# HOW TO COMPLETE THIS TASK
The required output consists solely of the lines from the top of the listing through the line containing "rough mask: <svg", transcribed exactly.

# INFORMATION SUPPLIED
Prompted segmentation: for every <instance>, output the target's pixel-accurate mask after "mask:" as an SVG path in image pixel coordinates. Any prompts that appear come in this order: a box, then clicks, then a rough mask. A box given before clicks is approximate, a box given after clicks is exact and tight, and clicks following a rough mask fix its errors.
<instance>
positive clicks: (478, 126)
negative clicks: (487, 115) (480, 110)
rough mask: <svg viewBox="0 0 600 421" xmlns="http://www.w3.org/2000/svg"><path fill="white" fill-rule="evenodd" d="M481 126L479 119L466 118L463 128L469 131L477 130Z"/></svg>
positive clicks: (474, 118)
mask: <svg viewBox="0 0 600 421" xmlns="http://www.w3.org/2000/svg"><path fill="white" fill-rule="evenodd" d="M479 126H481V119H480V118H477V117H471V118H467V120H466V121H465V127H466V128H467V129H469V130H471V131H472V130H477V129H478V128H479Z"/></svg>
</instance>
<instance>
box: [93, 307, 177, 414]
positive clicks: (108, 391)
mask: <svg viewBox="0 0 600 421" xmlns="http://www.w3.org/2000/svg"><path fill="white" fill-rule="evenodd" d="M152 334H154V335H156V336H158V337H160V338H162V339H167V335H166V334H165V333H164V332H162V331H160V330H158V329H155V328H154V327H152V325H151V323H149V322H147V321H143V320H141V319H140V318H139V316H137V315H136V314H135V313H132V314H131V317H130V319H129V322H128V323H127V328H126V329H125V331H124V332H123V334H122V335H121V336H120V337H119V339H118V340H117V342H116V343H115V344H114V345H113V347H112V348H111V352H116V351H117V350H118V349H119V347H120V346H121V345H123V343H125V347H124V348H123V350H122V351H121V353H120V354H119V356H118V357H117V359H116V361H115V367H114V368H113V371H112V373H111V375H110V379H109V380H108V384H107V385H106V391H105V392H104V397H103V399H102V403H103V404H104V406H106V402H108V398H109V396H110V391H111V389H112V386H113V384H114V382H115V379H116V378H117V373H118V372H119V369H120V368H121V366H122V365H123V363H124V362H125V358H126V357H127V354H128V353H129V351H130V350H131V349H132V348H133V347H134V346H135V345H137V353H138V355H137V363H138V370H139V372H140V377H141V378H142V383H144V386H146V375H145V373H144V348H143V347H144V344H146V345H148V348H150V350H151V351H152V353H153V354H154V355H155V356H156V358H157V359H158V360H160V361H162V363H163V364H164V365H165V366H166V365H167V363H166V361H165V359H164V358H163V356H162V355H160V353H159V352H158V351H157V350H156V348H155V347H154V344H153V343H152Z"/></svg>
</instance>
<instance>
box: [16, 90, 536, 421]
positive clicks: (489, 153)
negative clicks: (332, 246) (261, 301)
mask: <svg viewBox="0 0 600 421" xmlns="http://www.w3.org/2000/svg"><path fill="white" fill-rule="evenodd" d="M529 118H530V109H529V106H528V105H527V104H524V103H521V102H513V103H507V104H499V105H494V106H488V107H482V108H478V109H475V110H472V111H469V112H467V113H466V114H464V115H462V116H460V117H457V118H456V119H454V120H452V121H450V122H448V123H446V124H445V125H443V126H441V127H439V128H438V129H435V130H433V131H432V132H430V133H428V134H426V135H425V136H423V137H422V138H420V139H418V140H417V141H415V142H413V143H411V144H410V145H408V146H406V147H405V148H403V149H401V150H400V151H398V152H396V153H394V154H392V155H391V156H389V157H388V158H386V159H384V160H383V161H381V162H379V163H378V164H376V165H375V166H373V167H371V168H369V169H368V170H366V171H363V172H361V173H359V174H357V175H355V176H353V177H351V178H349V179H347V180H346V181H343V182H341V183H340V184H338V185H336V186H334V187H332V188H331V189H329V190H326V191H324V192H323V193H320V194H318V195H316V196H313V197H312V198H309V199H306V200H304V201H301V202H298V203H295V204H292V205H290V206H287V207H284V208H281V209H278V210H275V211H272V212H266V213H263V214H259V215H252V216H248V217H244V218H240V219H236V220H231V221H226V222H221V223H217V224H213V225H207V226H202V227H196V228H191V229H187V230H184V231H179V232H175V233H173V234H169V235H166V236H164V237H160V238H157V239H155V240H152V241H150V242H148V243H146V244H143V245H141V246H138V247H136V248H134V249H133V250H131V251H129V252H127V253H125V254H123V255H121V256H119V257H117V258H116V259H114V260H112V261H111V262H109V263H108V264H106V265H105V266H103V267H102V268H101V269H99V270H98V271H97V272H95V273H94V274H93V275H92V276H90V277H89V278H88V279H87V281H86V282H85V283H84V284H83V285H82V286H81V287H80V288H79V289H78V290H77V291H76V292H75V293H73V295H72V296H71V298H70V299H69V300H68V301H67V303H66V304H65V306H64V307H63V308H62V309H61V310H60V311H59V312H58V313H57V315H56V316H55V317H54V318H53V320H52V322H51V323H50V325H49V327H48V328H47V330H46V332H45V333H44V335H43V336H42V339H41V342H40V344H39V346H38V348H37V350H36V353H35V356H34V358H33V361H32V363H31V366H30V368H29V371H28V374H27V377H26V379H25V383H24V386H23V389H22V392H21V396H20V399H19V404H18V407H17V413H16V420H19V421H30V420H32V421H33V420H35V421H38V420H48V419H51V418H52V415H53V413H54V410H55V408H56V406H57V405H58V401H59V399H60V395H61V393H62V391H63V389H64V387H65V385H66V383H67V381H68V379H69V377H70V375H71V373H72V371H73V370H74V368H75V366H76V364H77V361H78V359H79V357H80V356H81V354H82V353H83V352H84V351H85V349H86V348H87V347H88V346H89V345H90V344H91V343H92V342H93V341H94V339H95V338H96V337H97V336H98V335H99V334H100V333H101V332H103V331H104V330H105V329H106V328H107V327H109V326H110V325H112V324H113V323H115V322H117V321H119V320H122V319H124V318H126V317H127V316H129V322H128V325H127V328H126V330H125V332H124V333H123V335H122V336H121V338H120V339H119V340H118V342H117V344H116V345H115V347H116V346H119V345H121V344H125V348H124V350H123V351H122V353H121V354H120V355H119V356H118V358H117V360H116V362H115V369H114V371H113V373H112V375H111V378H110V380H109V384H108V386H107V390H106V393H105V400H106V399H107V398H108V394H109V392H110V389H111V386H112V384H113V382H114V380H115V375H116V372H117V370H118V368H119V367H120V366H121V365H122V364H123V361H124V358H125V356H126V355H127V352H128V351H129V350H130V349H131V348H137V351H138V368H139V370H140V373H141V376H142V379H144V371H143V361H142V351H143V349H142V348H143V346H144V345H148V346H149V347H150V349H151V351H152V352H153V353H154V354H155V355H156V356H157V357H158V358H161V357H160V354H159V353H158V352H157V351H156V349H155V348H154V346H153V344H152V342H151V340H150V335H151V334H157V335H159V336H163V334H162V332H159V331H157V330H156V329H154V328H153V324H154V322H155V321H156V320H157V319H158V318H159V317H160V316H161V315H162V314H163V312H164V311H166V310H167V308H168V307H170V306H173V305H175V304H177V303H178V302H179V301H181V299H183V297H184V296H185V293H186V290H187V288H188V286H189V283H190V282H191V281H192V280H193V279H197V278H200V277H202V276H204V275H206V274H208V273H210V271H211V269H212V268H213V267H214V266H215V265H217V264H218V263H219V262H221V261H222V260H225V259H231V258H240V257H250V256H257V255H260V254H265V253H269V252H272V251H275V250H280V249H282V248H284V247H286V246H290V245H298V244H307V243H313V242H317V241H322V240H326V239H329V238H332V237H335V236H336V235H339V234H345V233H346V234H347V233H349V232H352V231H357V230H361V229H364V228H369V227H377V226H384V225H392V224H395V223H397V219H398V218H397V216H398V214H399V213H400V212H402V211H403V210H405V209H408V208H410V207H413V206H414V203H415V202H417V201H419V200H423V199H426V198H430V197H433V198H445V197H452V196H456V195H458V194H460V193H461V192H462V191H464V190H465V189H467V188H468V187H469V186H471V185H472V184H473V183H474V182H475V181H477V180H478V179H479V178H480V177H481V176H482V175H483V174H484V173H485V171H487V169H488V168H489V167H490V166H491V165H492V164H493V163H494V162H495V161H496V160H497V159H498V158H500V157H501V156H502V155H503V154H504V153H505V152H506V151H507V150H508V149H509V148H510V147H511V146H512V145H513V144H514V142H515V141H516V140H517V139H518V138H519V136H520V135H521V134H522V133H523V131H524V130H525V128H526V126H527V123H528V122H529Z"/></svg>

# RESULT FOR THIS TASK
Prompted segmentation: for every <instance>, output the target's pixel-accurate mask after "mask:" as an SVG path in image pixel coordinates. Any prompts that appear come in this order: a box, then clicks, then a rough mask. A box given before clicks is approximate, a box given after clicks is exact and tight, and clicks following a rough mask fix its errors.
<instance>
positive clicks: (478, 126)
negative clicks: (487, 115) (480, 110)
rough mask: <svg viewBox="0 0 600 421" xmlns="http://www.w3.org/2000/svg"><path fill="white" fill-rule="evenodd" d="M481 126L479 119L466 118L463 128L469 131L477 130Z"/></svg>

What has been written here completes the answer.